工作说明
- A) 在讲浙江人移民海外的正文中,截至2016年底,浙商创办的境外企业和机构共有多少家?
- B) 接着讲浙江人移民海外的正文的最后一句往下续写。

阅读量:3776196 2019-10-25


浙江温州人
在街上,在桥下,在田野中...这个地方的人无所不在!“浙江温州,浙江温州,最大皮革厂,江南皮革厂倒闭了!老板黄鹤吃喝嫖赌,欠下了3.5个亿,带着他的小姨子跑了!”那么,黄鹤跑路去哪儿呢?不出意外,他应该是跑到了海外——目前,全球其他国家和地区分布着大约40万温州人,他们以强大的资本动员能力而闻名。
他们在意大利做西装 
在法国舞龙舞狮 
在俄罗斯卖貂 
在阿拉伯国家卖情趣内衣 
▼一对浙江移民开的内衣店,旁边是他们的埃及助手。如果把范围从温州,扩大到整个浙江,那么浙籍华侨人数超过800万,拥有的资产在7000亿美元以上,占全球华侨华人总资产的20%左右。截至2016年底,浙商创办的境外企业和机构共计8654家,覆盖142个国家和地区。浙江人不怕偷渡难,万水千山只等闲浙江人移民海外是有着悠久历史传统的。鸦片战争西方打开国门后,浙江人开始了第一波移民大潮,最多时浙江籍海外人数大约10万。改革开放初期,迎来了第二波移民大潮。当时中国一穷二白,遍地穷人,而浙江的情况,则是穷人中的穷人,耕地少、资源少。改革开放初期,中国跟世界的交流还很少,想去海外要偷偷摸摸,并不容易。但这无法阻挡浙江人民勤劳致富的人生愿景,他们借钱买船票,雄赳赳气昂昂,跨过太平洋,向资本主义花花世界进发。直达欧洲成本极高,绝大多数人采用曲线入境的路线,大致分为三条。南线,从云南出发,在茂密的森林里跑到泰国、缅甸,再从那里穿过阿拉伯国家,来到欧洲的地中海海岸。北线,从东北转入俄罗斯,由于苏联统治末期,秩序动荡,很多浙江人趁机入境,一路向西抵达乌克兰海岸,再乘坐船只偷渡进入意大利,这条路线跟成吉思汗时代蒙古人入侵欧洲,非常接近。东线:先是渡海去南美,然后转道进入西班牙。这是最绕的路线,但充分证明了地球是圆的,只要有诚心,条条大路通欧洲。

数据摘录
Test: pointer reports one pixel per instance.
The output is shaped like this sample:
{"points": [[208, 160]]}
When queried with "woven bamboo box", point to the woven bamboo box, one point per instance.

各题答案
- A) 共计8654家。

- B)
到了地中海港口,还没算走完全程,很多人继续行进,前往欧洲的腹地——法国。毕竟,法国文化多元化,经济也比南欧地区要好得多。摆在面前的最大障碍是阿尔卑斯山,平均海拔三千米,常年低温,这些浙江水乡的男人们傻眼了。他们是偷渡客,没法正大光明地坐火车、汽车,只能徒手攀爬,绕过边境关口。 今天巴黎第19区有个“温州村”,多数为温州丽岙镇人,镇上人除了老弱病残,几乎全部到了法国。居然能将一个村镇“搬到”巴黎,可见其动员力之强大,民间传言,在巴黎如果碰到手指残缺的老华侨,多半是当初过雪山时,冻坏断掉了手指头。为了生计和财富,他们敢于尝试,舍得吃苦,可以说,他们是最具资本主义精神的一群人。不当老板,移民还有啥意思远渡重洋,历经千辛万苦,浙江人终于来到欧洲,他们人生地不熟,外语也不会说,还背着偷渡交通食宿的债务,如何扎根下来,还发了大财呢?法国《观点周刊》研究了中国移民的谋生之道,发表了一篇长长的文章,但是总结起来,一个月挣到10000欧元的成功之道也就5条:1、每周工作80小时;2、睡在自家餐馆或店铺3、员工薪水低4、不付各类社会保险5、不交税 过惯了滋润小日子的法国人,觉得中国移民整天没日没夜的加班,简直毫无人性。但中国移民觉得这并不苦,并不累,甚至觉得美滋滋。毕竟,在浙江老家,他们生活更辛苦,但回报远远没有这么多。移民无高等教育背景、无丰厚的家底、无个人事业基础,必须跟同乡团结起来,才能生存。非法偷渡者一般在浙江人自己的厂子里面打工,有人来查,就把他藏起来,在打工的这几年老板可以帮忙办理居留证。从早上6点做到凌晨1点,吃住都在这家地下服装厂里,辛苦是肯定辛苦的,然而大家都是温州人,甚至说不定还有亲戚,相处都还算和睦。打一段时间工,还清偷渡的债务,就可以自己当家做主开摊铺了。浙江人有内部资金募集,叫做“标会”,入会者需出资一两百至三五百元不等,谁最急需做生意的本钱,谁就拿,然后再以开厂开店的利润来偿付。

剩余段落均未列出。